● Extracted text
- - -
Name	Type	Description
`Animation`		An interactive animation or saved file illustrating the dynamic transition.

Example

# Run UMAP
adata = sm.tl.umap(adata)

# Basic animation with default UMAP and spatial coordinates
sm.hl.animate(adata)

# Customized animation with specific cell-type coloring and reverse transition
sm.hl.animate(adata, color='cell_type', reverse=False, save_animation='umap_to_spatial.gif')

# Animation with a subset of images, using custom palette and increased frame interval
sm.hl.animate(adata, color='condition', palette={'Control': '#1f77b4', 'Treated': '#ff7f0e'}, 
        subset='image_01', interval=100, save_animation='custom_animation.gif')
- - -
[Records]
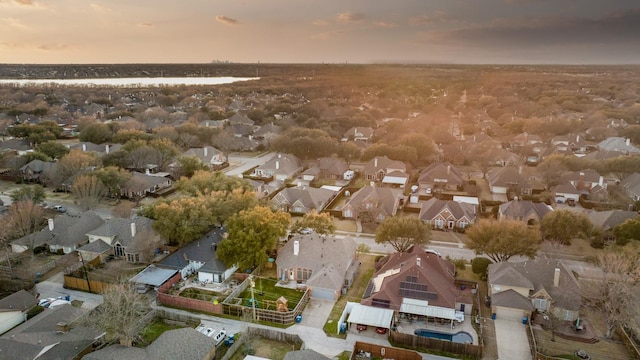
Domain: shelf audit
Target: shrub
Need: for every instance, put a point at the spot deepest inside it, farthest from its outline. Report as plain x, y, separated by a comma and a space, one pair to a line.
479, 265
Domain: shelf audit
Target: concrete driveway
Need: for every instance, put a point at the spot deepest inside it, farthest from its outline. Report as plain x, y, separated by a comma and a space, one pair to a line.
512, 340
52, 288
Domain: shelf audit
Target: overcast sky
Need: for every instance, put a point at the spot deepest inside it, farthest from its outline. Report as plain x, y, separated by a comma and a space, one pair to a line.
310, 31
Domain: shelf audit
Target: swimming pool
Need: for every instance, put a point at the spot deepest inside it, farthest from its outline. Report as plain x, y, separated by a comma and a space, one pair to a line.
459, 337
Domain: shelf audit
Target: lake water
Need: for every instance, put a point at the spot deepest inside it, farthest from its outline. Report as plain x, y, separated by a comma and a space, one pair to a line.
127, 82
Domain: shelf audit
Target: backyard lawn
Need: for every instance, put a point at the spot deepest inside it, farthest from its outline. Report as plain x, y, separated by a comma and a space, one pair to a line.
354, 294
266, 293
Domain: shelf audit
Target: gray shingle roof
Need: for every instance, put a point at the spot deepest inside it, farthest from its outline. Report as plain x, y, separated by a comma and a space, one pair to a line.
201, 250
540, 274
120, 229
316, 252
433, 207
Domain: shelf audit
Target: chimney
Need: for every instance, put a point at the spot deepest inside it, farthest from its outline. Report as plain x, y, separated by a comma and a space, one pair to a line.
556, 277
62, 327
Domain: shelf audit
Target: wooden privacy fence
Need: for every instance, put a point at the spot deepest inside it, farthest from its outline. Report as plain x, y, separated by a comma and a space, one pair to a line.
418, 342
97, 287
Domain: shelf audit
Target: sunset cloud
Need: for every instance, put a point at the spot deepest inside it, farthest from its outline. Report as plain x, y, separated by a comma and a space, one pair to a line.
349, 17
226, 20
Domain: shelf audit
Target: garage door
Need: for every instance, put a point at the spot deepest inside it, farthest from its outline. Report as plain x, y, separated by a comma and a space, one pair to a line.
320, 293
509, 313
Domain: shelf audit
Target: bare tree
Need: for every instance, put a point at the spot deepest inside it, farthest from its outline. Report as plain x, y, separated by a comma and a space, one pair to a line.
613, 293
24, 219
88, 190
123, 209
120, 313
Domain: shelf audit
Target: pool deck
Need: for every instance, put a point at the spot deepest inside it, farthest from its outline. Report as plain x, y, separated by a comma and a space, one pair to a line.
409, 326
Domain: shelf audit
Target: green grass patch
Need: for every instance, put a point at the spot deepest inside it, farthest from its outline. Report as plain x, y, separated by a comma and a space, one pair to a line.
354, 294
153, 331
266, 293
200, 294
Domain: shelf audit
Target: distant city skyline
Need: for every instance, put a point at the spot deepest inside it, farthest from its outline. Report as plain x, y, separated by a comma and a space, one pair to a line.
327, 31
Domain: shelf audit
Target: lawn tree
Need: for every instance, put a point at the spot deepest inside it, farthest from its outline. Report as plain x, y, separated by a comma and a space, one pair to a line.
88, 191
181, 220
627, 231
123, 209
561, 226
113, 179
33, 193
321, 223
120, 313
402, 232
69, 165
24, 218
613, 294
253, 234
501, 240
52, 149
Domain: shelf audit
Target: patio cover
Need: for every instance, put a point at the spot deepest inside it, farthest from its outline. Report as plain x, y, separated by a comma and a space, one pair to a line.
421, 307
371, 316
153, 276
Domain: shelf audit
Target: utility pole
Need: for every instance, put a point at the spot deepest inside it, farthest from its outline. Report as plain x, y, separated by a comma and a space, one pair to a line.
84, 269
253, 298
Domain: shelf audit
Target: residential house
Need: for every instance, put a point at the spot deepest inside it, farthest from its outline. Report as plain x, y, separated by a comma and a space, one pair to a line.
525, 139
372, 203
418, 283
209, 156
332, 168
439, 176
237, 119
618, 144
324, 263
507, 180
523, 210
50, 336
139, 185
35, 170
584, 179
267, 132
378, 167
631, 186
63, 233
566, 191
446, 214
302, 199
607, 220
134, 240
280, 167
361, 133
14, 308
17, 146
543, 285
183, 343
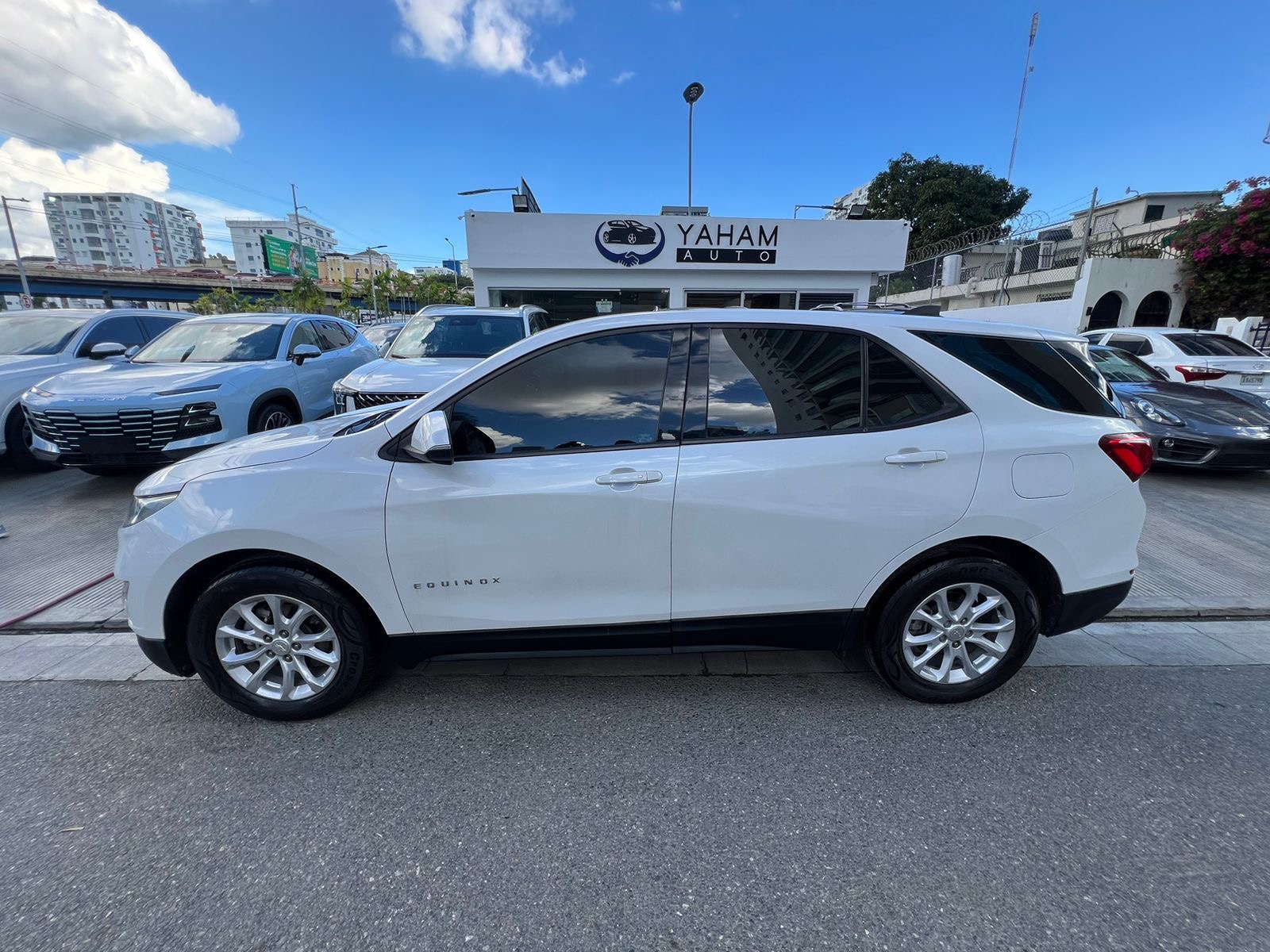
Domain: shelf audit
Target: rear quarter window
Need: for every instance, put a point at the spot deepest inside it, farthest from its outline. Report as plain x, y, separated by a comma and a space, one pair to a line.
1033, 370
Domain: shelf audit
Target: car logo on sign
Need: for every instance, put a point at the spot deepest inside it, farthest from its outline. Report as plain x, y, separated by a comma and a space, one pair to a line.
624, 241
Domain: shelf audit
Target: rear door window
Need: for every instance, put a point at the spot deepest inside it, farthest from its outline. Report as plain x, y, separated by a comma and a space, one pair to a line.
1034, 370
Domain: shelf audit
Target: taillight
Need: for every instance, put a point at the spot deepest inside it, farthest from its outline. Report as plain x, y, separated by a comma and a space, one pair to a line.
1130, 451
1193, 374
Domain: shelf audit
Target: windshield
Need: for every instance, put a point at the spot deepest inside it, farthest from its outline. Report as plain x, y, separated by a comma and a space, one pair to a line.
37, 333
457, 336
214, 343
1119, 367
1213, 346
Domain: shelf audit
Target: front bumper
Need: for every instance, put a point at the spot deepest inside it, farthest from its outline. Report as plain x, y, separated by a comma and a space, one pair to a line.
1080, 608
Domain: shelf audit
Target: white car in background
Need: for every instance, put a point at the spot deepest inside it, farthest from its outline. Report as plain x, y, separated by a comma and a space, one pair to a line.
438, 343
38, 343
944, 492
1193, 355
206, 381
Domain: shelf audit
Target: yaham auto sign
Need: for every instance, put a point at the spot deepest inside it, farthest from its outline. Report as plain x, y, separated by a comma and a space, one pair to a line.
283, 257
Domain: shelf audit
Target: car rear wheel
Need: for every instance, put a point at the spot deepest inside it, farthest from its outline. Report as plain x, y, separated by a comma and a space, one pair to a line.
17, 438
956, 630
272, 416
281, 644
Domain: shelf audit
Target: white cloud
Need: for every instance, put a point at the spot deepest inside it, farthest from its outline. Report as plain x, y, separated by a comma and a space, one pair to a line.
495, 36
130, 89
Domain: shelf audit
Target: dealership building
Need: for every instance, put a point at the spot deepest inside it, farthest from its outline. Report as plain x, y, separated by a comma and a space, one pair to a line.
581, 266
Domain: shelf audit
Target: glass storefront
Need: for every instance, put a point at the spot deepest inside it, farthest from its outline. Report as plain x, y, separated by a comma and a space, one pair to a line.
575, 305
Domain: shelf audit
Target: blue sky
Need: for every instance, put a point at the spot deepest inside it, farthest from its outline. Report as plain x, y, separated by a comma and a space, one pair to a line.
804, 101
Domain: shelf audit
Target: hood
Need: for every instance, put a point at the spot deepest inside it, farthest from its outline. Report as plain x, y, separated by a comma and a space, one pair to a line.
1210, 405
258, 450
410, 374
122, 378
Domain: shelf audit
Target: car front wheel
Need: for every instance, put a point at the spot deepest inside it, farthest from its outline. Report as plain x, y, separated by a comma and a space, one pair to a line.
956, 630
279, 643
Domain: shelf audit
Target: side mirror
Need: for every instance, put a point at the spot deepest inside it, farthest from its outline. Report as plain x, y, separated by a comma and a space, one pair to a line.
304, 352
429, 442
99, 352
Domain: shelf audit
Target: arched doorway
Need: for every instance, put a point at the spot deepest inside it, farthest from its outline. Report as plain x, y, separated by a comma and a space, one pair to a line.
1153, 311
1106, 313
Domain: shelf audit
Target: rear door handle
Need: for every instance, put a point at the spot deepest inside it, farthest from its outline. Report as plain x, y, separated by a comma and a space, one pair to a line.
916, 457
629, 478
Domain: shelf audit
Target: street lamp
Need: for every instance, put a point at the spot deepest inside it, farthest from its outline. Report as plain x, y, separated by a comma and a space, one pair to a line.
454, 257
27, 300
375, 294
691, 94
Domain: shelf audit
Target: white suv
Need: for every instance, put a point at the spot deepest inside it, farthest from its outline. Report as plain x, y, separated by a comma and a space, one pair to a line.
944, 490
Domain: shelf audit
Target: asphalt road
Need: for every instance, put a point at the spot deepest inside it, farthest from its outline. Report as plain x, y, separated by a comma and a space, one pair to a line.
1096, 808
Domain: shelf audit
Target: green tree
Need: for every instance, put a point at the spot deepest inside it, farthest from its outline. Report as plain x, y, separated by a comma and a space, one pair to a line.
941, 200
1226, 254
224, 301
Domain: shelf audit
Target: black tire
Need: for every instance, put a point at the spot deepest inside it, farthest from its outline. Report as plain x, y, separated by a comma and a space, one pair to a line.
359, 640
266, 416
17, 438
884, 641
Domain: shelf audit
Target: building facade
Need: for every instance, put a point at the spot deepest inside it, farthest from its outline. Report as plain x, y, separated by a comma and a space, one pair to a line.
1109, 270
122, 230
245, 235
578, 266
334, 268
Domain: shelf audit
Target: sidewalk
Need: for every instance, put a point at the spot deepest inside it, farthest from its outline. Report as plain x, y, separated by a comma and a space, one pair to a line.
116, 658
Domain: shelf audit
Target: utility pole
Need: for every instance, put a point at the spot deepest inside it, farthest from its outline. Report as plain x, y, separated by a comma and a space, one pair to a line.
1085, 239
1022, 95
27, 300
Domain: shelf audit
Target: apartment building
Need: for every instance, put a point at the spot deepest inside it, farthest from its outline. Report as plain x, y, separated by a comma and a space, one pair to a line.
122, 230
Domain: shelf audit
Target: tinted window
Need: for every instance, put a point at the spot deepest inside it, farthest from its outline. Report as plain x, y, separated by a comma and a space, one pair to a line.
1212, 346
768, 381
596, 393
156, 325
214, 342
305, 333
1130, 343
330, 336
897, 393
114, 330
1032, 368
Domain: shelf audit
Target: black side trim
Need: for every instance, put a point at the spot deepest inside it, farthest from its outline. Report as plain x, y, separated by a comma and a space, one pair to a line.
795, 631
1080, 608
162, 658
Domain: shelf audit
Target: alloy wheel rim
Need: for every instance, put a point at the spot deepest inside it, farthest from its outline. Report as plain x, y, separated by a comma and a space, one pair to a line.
- - -
● Stated exercise A
Quote the full animation reference text word for word, from its first line to its last.
● Stated exercise B
Pull out each line of the rows that contains the string "green".

● Correct response A
Name	Type	Description
`Animation`		An interactive animation or saved file illustrating the dynamic transition.

Example

# Run UMAP
adata = sm.tl.umap(adata)

# Basic animation with default UMAP and spatial coordinates
sm.hl.animate(adata)

# Customized animation with specific cell-type coloring and reverse transition
sm.hl.animate(adata, color='cell_type', reverse=False, save_animation='umap_to_spatial.gif')

# Animation with a subset of images, using custom palette and increased frame interval
sm.hl.animate(adata, color='condition', palette={'Control': '#1f77b4', 'Treated': '#ff7f0e'}, 
        subset='image_01', interval=100, save_animation='custom_animation.gif')

● Correct response B
Target: green grass patch
Target: green tree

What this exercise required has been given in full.